## Data extracted from a collection
[Start of section]

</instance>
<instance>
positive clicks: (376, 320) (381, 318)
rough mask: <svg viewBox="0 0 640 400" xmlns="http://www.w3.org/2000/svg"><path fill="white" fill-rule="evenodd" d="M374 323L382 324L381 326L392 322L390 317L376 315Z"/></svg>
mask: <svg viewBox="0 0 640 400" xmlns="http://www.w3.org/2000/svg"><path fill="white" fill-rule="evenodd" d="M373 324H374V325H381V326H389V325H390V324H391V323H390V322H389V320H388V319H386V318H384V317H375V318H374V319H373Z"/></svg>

[End of section]
[Start of section]

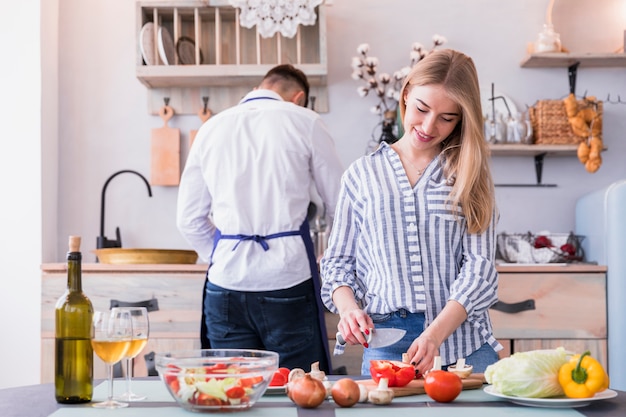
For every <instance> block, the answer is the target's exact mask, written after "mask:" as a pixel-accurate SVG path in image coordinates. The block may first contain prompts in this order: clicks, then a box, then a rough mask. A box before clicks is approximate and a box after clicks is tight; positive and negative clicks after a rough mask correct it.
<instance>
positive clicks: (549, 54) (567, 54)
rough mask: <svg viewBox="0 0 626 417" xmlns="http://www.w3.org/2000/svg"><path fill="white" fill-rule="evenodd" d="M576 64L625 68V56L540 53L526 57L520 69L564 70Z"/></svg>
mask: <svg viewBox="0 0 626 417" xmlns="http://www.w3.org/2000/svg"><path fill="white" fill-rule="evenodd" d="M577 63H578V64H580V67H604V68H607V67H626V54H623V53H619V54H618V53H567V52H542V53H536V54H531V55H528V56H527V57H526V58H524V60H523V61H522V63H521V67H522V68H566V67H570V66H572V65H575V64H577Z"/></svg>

[End of section]

## Problem statement
Return only the number of lines in the data above that include the word "clicks".

## Task solution
3